#### Extracted information ####

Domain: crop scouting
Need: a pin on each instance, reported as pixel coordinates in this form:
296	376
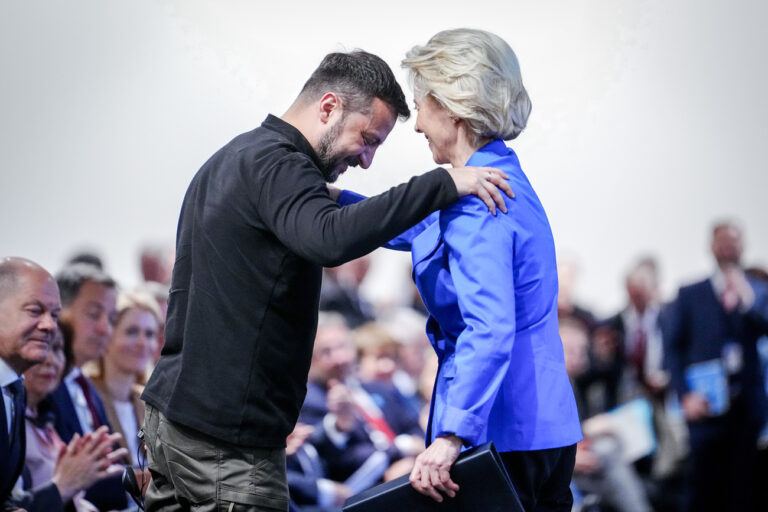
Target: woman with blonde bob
489	283
122	367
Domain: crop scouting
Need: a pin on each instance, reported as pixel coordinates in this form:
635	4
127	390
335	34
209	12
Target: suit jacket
12	448
67	423
45	498
107	494
697	329
490	285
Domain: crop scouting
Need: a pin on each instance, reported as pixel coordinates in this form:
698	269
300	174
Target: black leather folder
483	481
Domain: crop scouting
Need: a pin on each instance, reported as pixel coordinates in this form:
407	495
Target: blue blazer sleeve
479	254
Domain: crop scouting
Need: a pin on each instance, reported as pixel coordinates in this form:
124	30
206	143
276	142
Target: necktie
730	297
17	406
83	382
638	351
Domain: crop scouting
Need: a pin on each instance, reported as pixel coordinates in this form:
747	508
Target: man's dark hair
72	277
87	257
358	77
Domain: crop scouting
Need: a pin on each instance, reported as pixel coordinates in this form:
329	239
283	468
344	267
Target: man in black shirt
257	225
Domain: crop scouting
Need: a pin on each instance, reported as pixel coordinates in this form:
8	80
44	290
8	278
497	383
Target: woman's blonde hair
476	76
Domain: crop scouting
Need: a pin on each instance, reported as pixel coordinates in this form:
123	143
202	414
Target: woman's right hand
485	183
86	460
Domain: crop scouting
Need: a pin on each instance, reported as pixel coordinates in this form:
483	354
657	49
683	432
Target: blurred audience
601	469
48	458
341	291
714	366
372	372
156	261
88	298
120	373
348	415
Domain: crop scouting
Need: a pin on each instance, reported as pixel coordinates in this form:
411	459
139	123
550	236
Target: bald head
11	270
29	307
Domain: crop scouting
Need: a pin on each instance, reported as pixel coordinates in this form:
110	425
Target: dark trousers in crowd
542	478
722	463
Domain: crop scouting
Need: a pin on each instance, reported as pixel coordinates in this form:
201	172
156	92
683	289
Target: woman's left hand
431	473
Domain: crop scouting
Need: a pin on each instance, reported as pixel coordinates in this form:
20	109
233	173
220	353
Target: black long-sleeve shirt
256	226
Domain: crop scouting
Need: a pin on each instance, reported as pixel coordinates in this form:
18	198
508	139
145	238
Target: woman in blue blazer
489	282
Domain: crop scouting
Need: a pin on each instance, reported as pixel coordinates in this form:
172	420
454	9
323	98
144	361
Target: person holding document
489	283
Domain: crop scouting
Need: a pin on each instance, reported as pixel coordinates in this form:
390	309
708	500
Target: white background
647	123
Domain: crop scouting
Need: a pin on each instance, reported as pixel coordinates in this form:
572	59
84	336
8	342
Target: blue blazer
107	494
490	286
696	330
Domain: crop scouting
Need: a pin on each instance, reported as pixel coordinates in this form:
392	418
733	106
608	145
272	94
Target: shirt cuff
462	423
347	197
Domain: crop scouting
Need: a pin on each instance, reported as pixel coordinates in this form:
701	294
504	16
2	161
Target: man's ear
329	106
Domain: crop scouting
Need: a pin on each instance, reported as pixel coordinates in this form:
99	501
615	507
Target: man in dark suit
353	420
714	325
29	306
88	297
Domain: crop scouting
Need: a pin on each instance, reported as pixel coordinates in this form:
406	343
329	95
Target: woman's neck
464	149
118	382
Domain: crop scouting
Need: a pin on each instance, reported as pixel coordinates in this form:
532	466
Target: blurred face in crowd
42	379
28	311
641	288
727	245
133	342
574	348
91	314
334	355
379	363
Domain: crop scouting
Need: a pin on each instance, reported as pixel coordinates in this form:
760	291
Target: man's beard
329	161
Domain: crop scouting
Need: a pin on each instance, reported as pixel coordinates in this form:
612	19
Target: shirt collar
718	281
290	132
7	374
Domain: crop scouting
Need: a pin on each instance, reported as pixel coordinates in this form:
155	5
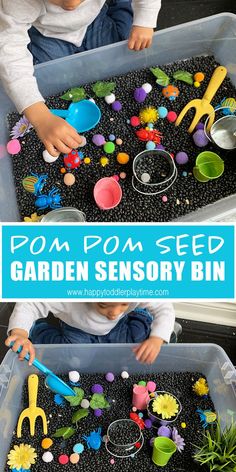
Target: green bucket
163	450
208	166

####

Exercise description => Word for word, return the entries above, but without any pictures.

Completed task =>
Domain: crop scouting
Need: a pin on each instance, reported as pixel coordinates in this form:
296	376
Target: woman with blonde bob
489	283
122	367
Domain: crop scouting
Need: a pin on each instance, reported as pixel coordinates in this form:
635	4
127	390
335	34
209	12
Target: suit jacket
12	448
67	423
45	498
107	494
697	329
490	285
Domain: crop scouting
Need: a pin on each instance, reported as pixel coordinates in this form:
698	269
300	174
Target: black leather folder
483	481
Domain: crop scouting
Need: a pin on each instance, reported as pixel coordinates in this form:
407	495
Target: blue blazer sleeve
479	254
Domain: crop scouting
Need: a pin on each instance, reported as pixel coordinates in this form:
124	30
206	143
276	142
Target: necktie
730	297
17	406
83	382
638	351
Domain: crop scouting
Need: a pin on each instance, reported as pixel coordinates in this form:
747	508
Target: man's dark hair
72	277
87	257
358	77
Domain: crop scouting
Need: a pin on each instance, reported as pixel coordinates in this form:
329	239
283	468
344	267
Target: man in black shirt
257	225
Domain: crop scouting
Need: a pin on each instance, reported as pixel coordinates in this form:
8	80
44	290
8	278
497	383
Target: woman's blonde hair
476	76
Domain: crop scouting
Need: a pin on each instance, reported as pixel coordinates in this form:
123	143
202	414
Target: woman's right hand
485	183
86	460
Domain: crop scouting
Need: a pin on each instance, reported as pixel coordinates in this form:
483	354
657	49
683	432
Target: blurred audience
601	469
48	458
341	291
714	366
372	372
156	261
88	298
120	373
348	415
Domain: crop scouting
Need: a pin on each instance, reported as pixel coordinates in this form:
411	459
139	123
550	236
Target: bald head
11	270
29	307
Domain: crop scouting
Need: a pin on each instance, reported as pixel coordinates in this form:
110	425
Target: dark trousers in crowd
542	478
722	463
Domain: crop scouting
Need: a pin on each instance, reported as pixel coordinates in this form:
201	172
156	92
683	289
Target: woman's left hand
431	473
Domain: crop scouting
Need: a pin on each instance, reported as pixel coordinates in this form:
20	109
233	173
220	353
Target: black long-sleeve shirt
256	226
Domain: crop scouting
Need: a pin on each instance, reported as pixel coordinates in this form:
18	198
508	139
145	238
Target: woman in blue blazer
489	282
Domain: crop scouting
Need: a pin on each instance, reported as pixel coordinates in this form:
172	420
454	9
323	98
144	361
Target: person holding document
489	283
Domain: crop scouting
Need: a pin on each instance, reported as pixel coordinates in this form:
390	309
708	500
Target: white background
647	123
Domain: crop scouting
Need: a pin on each instance, reported as pixel coordinates in this form:
572	59
84	336
8	342
Target: blue blazer
107	494
490	286
696	330
Domain: crop scouting
Need: a pin on each instance, reported as pixel coordinates in this form:
392	418
733	106
608	145
272	94
Target: shirt cuff
462	423
347	197
Domain: crop scouting
Need: a pin on each instance, reported as pixel coordinates in this form:
701	294
504	16
2	161
Target: man's ear
329	106
Domain: crop scouting
Need: a pin on each instance, reported as pixel coordinates in this form:
99	501
615	507
Target: man in dark suit
353	420
714	325
29	306
88	297
Domain: crop scouting
Need: a pin on each instance, reported as pixel coordinates in this form:
406	343
329	95
Target: woman's neck
464	149
118	382
Domain: crop scouting
Need: a pin on each instance, reported as pixel coordinates in this form:
532	466
Target: blurred face in crowd
42	379
28	311
641	288
727	245
133	342
574	348
91	314
334	355
379	363
Domain: crop scouting
Need: a pin on each instance, reported as pixel coordinates in this form:
760	291
Target: man's beard
329	161
Domain: crop scouting
Need: a pin on each instance, reported as pixel coordinates in this form:
612	19
Target: shirt collar
718	281
290	132
7	374
Domain: crop scouting
Need: a pin on each instance, reported as pixel coordinates in this form:
155	5
Target: green bucket
163	450
208	166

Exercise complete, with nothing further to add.